These are a few of my favourite macros

Much of this post seems familiar to me, as if I've seen it somewhere else, perhaps on LL1-discuss or comp.lang.*. But I can't find the post I remember, so maybe I'm imagining someone else saying what I'm thinking.

Macros are flexible, and unfamiliar to most programmers, so they inspire a lot of confusion (more, in my opinion, than they deserve, but that's a topic for another day). Sometimes people try to make sense of this confusion by classifying them into a few categories. These classifications typically include:

  1. Macros that evaluate some arguments lazily, like if and and, or repeatedly, like while.
  2. Macros that pass some arguments by reference rather than by value, like the setf family.
  3. Binding macros that simply save a lambda: with-open-file. In languages with very terse lambda (like Smalltalk) these are not very useful, but in languages that require something like (lambda (x) ...), they're useful and common.
  4. Macros that quote some arguments (i.e. treat them as data, not expressions).
  5. Defining macros like defstruct.
  6. Unhygienic binding macros: op, aif.

The reasons for the classifications vary. Sometimes the point is that all of the categories are either trivial or controversial. (The people making this argument usually say the trivial ones should be expressed functionally, and the controversial ones should not be expressed at all.) Sometimes, as in this case, the point is that some of the categories are hard to express in any other way. Sometimes the point is that some categories are common enough that they should be built in to the language (e.g. laziness) or supported in some other way (e.g. terse lambda) rather than requiring macros.

These classifications aren't wrong, but they are misleading, because the most valuable macros don't fit any of these categories. Instead they do what any good abstraction does: they hide irrelevant details. Here are some of my favourites.

Lazy cons

If you want to use lazy streams in an eager language, you can build them out of delay and eager lists. But this is easy to get wrong. Do you cons an item onto a stream with (delay (cons a b))? (cons (delay a) (delay b))? (delay (cons (delay a) b)? Something else?

**SHORT EXERCISE 1**
Reproduce the part of the macros post above from "1. Macros that" up to and including "the setf family.", word for word.

**RAW DATA**
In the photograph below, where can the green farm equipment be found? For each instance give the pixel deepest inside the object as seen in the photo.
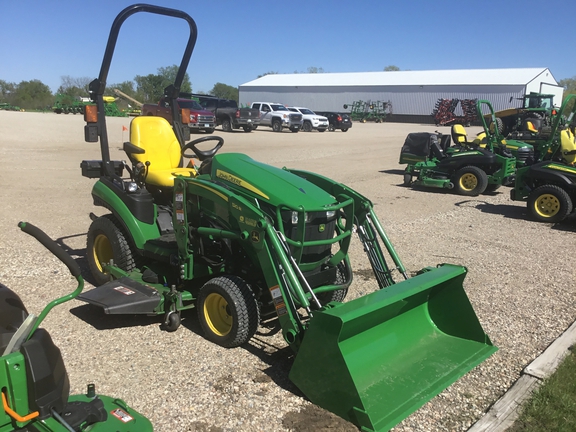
(549, 186)
(66, 104)
(470, 167)
(245, 243)
(35, 385)
(536, 107)
(367, 111)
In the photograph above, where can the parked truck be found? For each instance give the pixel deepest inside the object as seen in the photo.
(278, 117)
(228, 114)
(200, 119)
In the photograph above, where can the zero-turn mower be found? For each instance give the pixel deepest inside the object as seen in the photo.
(35, 385)
(470, 167)
(243, 242)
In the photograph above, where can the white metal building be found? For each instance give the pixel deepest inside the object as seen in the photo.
(412, 94)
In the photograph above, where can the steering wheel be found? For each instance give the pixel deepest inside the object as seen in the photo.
(202, 154)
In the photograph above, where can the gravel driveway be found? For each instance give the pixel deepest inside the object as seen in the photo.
(521, 279)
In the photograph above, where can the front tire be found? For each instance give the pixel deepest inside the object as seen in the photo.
(549, 203)
(470, 181)
(106, 241)
(228, 311)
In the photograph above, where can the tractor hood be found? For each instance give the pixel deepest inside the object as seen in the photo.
(268, 183)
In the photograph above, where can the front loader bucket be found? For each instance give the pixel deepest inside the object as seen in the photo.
(378, 358)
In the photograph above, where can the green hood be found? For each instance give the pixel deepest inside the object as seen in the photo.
(265, 182)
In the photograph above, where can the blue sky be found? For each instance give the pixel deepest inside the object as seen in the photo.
(239, 40)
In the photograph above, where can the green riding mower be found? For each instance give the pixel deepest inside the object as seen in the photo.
(245, 243)
(469, 167)
(35, 385)
(549, 186)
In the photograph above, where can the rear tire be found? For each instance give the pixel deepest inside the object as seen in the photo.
(549, 203)
(228, 311)
(470, 181)
(106, 241)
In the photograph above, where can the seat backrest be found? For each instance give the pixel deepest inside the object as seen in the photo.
(459, 135)
(568, 146)
(156, 137)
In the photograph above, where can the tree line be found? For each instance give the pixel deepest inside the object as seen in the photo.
(35, 95)
(149, 88)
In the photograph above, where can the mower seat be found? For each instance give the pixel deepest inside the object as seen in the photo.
(568, 146)
(161, 148)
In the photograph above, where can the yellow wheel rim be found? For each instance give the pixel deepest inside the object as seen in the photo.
(547, 205)
(468, 181)
(102, 251)
(217, 314)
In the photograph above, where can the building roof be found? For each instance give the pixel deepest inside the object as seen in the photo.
(518, 76)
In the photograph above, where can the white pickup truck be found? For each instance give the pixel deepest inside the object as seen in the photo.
(311, 120)
(278, 117)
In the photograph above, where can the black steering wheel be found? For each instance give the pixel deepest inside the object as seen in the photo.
(202, 154)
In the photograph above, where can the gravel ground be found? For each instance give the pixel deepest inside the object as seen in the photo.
(519, 282)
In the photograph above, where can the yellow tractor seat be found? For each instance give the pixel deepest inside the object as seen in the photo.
(161, 148)
(459, 135)
(568, 146)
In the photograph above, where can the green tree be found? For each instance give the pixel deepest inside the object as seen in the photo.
(7, 91)
(225, 91)
(33, 94)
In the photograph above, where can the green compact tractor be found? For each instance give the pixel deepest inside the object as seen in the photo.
(245, 243)
(469, 167)
(35, 385)
(536, 107)
(549, 186)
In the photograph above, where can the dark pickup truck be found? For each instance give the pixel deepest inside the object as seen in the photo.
(228, 114)
(200, 119)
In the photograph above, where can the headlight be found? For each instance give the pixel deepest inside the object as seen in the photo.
(295, 218)
(131, 187)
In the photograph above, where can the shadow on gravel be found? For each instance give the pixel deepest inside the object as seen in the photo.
(508, 211)
(393, 171)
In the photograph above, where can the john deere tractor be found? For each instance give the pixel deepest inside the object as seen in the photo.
(35, 386)
(243, 242)
(470, 167)
(549, 186)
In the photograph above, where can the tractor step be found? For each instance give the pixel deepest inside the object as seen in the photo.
(123, 296)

**SHORT EXERCISE 2**
Report every line of the entries above that contains the word "tractor". Case counts.

**CORRECT ANSWER 1**
1. Macros that evaluate some arguments lazily, like if and and, or repeatedly, like while.
  2. Macros that pass some arguments by reference rather than by value, like the setf family.

**CORRECT ANSWER 2**
In the photograph above, where can the tractor hood be found? For each instance give the pixel deepest inside the object as seen in the photo.
In the photograph above, where can the yellow tractor seat be found? For each instance give the pixel deepest inside the object as seen in the photo.
In the photograph above, where can the green compact tractor be found? For each instance give the pixel deepest inside the object as seen in the photo.
In the photograph above, where can the john deere tractor be found? For each instance give the pixel deepest inside the object as seen in the photo.
In the photograph above, where can the tractor step be found? For each instance give the pixel deepest inside the object as seen in the photo.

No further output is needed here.